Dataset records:

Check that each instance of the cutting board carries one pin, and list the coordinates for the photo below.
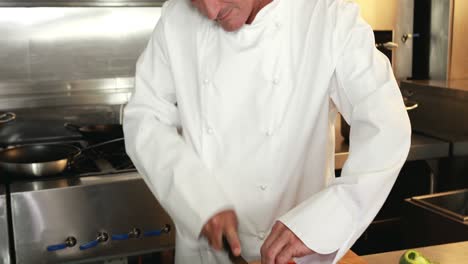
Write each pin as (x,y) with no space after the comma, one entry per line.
(349,258)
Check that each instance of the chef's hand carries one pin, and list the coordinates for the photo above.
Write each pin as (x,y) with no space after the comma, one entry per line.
(223,223)
(282,245)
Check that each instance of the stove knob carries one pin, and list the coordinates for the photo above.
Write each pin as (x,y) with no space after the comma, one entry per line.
(69,242)
(102,237)
(166,229)
(134,233)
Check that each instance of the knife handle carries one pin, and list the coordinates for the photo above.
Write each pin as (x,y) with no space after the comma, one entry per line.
(227,246)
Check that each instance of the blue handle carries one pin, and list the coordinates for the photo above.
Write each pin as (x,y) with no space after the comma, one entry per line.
(120,237)
(153,233)
(57,247)
(89,245)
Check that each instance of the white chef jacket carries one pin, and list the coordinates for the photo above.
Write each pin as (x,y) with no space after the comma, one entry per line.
(257,109)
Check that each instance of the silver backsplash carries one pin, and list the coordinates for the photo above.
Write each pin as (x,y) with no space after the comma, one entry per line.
(53,57)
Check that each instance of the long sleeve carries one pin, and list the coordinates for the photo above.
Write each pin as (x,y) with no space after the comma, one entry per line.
(171,168)
(366,93)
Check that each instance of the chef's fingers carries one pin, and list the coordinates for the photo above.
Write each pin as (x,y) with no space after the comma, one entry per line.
(233,239)
(275,232)
(281,241)
(285,256)
(217,234)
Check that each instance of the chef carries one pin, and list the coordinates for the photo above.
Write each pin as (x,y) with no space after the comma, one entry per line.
(231,125)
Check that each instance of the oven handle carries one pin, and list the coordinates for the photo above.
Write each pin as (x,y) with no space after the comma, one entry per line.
(166,229)
(69,242)
(120,237)
(89,245)
(57,247)
(102,237)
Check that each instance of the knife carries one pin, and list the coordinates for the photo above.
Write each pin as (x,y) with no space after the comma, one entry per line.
(235,259)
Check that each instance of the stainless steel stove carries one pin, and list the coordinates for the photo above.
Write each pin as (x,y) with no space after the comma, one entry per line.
(98,209)
(4,243)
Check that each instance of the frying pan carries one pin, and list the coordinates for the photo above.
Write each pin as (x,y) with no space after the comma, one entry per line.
(98,133)
(7,117)
(39,160)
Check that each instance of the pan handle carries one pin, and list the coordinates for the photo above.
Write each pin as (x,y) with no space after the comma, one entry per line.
(72,127)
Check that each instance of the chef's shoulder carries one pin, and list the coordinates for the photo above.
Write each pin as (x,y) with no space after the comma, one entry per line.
(180,16)
(337,20)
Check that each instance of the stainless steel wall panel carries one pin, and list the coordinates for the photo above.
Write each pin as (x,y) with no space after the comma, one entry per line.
(91,3)
(438,54)
(404,53)
(4,243)
(72,43)
(46,214)
(49,53)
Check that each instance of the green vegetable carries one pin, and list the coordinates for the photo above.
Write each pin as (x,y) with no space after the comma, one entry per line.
(413,257)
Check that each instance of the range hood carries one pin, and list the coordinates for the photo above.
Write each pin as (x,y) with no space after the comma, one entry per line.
(81,3)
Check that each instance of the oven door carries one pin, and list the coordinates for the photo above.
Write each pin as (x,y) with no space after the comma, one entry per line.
(87,219)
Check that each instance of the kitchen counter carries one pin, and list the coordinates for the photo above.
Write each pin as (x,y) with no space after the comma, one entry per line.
(461,85)
(447,122)
(446,253)
(422,148)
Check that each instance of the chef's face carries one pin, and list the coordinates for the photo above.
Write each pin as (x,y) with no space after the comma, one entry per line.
(230,14)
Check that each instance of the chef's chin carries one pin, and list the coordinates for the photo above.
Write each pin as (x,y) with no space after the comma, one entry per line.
(230,25)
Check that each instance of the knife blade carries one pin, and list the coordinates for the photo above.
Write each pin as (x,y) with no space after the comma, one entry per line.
(235,259)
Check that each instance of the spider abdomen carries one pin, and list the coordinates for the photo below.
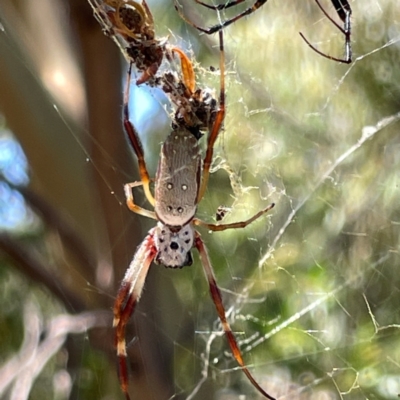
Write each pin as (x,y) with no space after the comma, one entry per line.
(177,180)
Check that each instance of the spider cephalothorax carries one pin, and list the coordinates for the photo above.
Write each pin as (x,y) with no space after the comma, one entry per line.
(173,246)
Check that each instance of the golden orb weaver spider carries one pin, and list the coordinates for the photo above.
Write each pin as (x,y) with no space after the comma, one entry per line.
(180,184)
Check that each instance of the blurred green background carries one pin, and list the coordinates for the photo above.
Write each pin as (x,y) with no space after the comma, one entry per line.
(312,290)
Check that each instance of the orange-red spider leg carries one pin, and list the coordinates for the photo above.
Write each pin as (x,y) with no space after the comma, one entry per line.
(127,298)
(217,299)
(219,118)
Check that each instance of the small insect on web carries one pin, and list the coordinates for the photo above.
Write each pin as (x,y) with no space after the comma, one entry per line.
(179,186)
(342,8)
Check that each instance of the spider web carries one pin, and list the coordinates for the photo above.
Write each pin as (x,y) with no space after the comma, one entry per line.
(312,289)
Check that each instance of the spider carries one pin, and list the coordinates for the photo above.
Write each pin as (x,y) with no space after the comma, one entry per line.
(342,8)
(179,186)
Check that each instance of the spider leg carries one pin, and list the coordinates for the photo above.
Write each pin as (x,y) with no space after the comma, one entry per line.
(130,201)
(187,69)
(343,10)
(217,299)
(127,298)
(222,25)
(219,118)
(136,143)
(234,225)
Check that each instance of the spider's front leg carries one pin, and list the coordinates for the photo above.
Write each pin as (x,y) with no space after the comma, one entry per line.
(127,298)
(217,299)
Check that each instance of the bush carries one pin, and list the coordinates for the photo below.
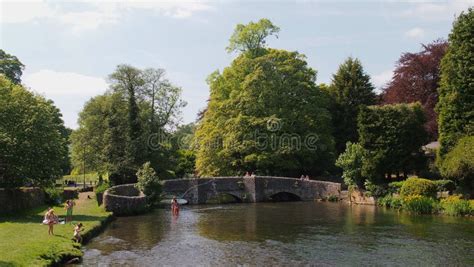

- **EXERCISE INSTRUCTIONS**: From the records above, pick out and copy every line that contains the word "steel", treating uppercase and lowercase as different.

- **EXERCISE RESULT**:
Check that each instance of the stainless steel stove carries one pin, and list the coordinates for the photo above.
Check that each instance of the stainless steel wall panel carries one pin, and list the coordinates for the photo above.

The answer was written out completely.